++++ Available data

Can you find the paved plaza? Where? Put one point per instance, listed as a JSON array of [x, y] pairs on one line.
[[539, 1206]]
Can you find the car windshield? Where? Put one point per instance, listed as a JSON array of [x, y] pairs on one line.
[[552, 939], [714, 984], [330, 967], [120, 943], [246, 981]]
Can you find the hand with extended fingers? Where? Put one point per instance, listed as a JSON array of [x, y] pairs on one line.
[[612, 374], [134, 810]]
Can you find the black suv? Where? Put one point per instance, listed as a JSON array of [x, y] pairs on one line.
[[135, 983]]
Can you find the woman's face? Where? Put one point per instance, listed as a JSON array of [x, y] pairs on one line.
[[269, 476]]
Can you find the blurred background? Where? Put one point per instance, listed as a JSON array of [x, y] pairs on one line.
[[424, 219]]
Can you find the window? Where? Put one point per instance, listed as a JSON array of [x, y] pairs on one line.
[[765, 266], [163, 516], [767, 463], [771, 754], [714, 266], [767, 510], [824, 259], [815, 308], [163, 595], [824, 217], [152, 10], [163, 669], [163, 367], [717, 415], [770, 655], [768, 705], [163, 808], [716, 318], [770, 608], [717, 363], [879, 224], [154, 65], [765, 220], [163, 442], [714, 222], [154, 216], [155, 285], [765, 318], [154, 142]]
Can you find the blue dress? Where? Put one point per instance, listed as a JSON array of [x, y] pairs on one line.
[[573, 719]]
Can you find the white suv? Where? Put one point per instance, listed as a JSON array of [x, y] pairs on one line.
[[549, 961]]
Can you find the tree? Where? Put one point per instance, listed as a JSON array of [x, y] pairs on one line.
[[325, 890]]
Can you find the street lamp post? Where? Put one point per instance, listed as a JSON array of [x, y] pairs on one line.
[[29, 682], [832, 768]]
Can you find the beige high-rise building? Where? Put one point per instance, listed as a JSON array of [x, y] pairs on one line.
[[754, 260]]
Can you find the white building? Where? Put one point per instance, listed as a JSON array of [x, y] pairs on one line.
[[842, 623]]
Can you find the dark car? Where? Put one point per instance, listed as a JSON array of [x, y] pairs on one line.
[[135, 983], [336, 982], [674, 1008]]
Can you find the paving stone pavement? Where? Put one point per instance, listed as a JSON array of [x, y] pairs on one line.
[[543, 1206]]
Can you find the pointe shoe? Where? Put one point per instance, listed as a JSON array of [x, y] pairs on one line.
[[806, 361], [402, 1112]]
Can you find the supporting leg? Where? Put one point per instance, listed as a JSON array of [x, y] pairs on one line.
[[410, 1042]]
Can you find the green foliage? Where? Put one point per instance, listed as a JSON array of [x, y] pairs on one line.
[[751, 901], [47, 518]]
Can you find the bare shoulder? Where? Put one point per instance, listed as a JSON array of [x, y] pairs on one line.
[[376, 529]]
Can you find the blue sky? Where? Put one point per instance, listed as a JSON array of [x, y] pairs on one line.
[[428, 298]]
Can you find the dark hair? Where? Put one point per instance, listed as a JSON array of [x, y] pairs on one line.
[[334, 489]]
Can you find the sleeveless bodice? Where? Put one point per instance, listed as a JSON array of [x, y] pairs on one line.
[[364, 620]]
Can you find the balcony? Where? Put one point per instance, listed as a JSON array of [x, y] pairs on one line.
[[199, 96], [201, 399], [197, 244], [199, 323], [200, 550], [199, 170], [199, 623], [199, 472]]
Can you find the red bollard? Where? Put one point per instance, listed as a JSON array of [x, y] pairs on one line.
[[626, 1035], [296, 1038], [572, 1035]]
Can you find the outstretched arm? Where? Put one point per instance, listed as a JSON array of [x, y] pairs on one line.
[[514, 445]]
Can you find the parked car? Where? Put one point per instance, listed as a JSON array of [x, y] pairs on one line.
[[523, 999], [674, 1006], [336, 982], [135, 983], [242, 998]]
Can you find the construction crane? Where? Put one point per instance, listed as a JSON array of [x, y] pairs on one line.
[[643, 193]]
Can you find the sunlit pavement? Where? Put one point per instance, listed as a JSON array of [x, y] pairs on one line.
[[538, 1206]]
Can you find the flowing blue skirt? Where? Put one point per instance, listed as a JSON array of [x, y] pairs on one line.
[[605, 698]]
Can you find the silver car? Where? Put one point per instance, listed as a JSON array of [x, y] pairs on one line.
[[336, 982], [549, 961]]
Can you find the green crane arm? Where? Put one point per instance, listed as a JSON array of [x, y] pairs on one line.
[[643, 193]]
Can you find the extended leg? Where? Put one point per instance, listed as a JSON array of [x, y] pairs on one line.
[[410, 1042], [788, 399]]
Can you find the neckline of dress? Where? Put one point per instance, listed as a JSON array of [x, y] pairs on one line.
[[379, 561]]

++++++++
++++ Available data

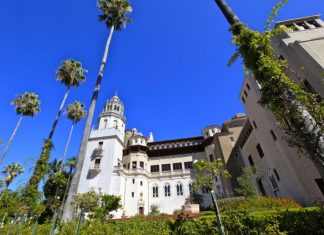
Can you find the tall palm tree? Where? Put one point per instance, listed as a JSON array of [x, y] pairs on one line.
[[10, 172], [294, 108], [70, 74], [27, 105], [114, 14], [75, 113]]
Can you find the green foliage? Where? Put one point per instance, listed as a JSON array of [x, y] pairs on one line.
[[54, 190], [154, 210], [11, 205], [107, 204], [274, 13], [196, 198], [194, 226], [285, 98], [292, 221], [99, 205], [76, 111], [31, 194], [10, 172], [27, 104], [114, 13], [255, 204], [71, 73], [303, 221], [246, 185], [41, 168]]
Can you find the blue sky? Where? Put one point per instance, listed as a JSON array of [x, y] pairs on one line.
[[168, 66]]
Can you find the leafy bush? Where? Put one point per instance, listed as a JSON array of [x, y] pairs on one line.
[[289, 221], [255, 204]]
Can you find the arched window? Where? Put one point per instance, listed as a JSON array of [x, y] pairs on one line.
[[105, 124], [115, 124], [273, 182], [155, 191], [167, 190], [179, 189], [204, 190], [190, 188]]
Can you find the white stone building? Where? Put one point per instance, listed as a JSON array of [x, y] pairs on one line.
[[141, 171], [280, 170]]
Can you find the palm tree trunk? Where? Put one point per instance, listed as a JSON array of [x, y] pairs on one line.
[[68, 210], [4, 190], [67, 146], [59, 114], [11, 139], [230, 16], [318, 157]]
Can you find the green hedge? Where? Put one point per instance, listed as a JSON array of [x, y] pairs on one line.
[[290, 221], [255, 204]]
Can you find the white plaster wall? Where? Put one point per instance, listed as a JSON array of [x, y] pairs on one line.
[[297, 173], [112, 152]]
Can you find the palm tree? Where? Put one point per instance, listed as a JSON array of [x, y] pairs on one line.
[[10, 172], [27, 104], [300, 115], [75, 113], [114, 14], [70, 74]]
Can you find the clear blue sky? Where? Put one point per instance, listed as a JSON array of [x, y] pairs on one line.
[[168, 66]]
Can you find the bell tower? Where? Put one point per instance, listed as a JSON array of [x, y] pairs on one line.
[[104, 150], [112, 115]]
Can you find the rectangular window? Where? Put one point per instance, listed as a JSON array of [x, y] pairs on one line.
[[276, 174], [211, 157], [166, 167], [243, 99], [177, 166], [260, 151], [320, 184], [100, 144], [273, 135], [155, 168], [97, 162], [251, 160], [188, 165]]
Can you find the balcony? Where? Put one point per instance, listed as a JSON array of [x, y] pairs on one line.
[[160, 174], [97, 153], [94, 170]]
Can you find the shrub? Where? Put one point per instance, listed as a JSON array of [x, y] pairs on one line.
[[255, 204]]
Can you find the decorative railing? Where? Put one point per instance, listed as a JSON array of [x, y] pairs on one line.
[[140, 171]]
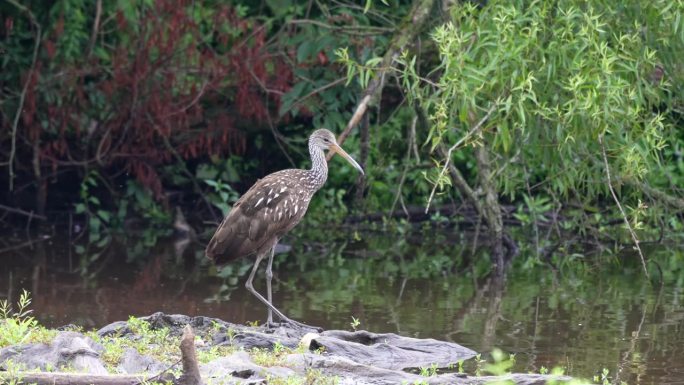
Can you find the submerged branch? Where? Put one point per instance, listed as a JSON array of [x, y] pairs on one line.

++++++++

Instructions to follow: From the data above, retype only the lines starting with the line with "Can you find the shrub?" and going on through the line with "Can you find the submerged", exactly, leaving out the pictures.

Written response:
Can you find the shrub? Where? Put one point per instance, listed as a JSON array of [x, y] pairs on one line.
[[255, 204]]
Can you find the decorative railing? Where? Put one point per instance, listed as a JSON array of [x, y] pairs on one line.
[[140, 171]]
Can you find the submerged branch? Where? Put one point per instance, listed as a JSON array of [x, y] pairs on one line.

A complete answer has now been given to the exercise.